# Page excerpt:
- - - -
Summary of this case from Biggs v. SchwarzeneggerOpinion
No. 189.
Argued April 8, 1901. Decided May 20, 1901.
Questions arising under the Constitution and laws of the United States were presented at the trial of this case in the Supreme Court of the State, and were decided against the party invoking their protection. Had that Court declined to pass on the Federal questions, and dismissed the petition without considering them, this Court would not undertake to revise their action. The legislation of North Carolina in question in this case, did not make that a criminal act which was innocent when done; did not aggravate an offence or change the punishment and make it greater than it was when it was committed; did not alter the rules of evidence and require less or different evidence than the law required at the time of the commission of the offence; and did not deprive the accused of any substantial right or immunity possessed by them at the time of the commission of the offence charged; and the law granting to the State the right of appeal from the Superior Court to the Supreme Court of the State was not an ex post facto law. The contention that the plaintiffs in error were denied the equal protection of the laws because the State was allowed an appeal from the Superior Court of the Eastern, and not from the Western District of the State, is not well founded. It appears by the statement of the plaintiffs in error in their petition for a reargument, that no Federal question was raised or considered in the criminal court or in the Superior Court in respect to the admission of the evidence; and therefore there was no basis on which to claim error in this respect in those courts; nor did the Supreme Court in passing on the contention, deal with it as a Federal question, but as a mere question arising under the criminal law of the State; and hence there is nothing in its action for this court to review.
Mr. F.H. Busbee for plaintiffs in error.
Mr. J.C.L. Harris and Mr. B.G. Green for defendant in error.
Before considering the errors assigned by the plaintiffs in error to the judgment of the Supreme Court of North Carolina, it is proper that we should dispose of the motion made by the counsel for the State to dismiss the writ of error, on the alleged ground that the record does not disclose that any Federal question was raised in either of the courts in which the case was heard, and that no such question was raised.
It is, of course, obvious that there was no opportunity for the defence to raise in the criminal court the question as to the validity, as against the defendants, of the legislation allowing an appeal to the Supreme Court, because that legislation was not enacted till after the trial had been concluded.
- - - -
# Exercise prompt:
Reproduce the part of the court opinion excerpt that opens with the words "Before considering the" and closes with "had been concluded.", switching "legislation" to "statute" wherever it occurs.

# Contour annotation records:
- - - -
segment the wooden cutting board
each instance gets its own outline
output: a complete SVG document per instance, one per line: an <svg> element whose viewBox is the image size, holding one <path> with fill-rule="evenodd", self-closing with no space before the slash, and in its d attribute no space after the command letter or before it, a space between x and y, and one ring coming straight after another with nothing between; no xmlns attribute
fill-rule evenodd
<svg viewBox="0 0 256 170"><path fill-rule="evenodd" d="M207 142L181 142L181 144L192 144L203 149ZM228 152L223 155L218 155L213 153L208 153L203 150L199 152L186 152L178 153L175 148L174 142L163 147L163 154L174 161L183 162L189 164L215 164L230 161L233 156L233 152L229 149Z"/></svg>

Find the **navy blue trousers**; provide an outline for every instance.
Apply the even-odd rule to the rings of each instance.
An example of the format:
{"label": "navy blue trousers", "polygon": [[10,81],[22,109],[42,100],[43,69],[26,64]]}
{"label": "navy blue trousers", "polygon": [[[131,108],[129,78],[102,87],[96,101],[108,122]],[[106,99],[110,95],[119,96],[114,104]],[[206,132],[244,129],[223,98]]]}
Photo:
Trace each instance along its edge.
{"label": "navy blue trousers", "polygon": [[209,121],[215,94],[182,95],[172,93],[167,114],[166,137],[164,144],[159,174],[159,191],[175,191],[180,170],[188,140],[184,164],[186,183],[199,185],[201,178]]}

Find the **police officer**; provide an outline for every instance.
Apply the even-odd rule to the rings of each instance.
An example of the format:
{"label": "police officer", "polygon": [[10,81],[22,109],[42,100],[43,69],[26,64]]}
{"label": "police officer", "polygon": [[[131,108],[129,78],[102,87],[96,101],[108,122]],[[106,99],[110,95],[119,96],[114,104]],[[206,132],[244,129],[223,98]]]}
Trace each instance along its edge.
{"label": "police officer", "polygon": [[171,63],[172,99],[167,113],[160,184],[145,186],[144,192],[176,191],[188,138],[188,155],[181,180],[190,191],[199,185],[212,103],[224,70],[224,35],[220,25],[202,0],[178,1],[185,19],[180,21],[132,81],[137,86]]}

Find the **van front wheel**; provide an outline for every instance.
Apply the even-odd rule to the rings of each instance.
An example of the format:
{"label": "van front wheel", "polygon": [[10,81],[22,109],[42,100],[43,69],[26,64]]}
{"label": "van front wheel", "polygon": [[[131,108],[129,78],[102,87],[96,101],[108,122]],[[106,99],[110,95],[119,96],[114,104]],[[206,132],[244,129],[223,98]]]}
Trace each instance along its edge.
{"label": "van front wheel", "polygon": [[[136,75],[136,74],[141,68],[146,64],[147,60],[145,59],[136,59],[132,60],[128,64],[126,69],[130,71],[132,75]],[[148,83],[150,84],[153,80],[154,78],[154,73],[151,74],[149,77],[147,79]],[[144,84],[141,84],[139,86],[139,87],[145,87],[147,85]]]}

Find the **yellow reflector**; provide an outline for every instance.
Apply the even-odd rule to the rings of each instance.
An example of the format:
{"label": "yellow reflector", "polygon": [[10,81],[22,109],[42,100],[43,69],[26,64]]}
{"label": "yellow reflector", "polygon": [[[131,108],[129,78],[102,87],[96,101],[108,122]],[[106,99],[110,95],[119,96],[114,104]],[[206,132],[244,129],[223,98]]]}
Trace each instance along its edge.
- - - -
# Solution to this exercise:
Before considering the errors assigned by the plaintiffs in error to the judgment of the Supreme Court of North Carolina, it is proper that we should dispose of the motion made by the counsel for the State to dismiss the writ of error, on the alleged ground that the record does not disclose that any Federal question was raised in either of the courts in which the case was heard, and that no such question was raised.
It is, of course, obvious that there was no opportunity for the defence to raise in the criminal court the question as to the validity, as against the defendants, of the statute allowing an appeal to the Supreme Court, because that statute was not enacted till after the trial had been concluded.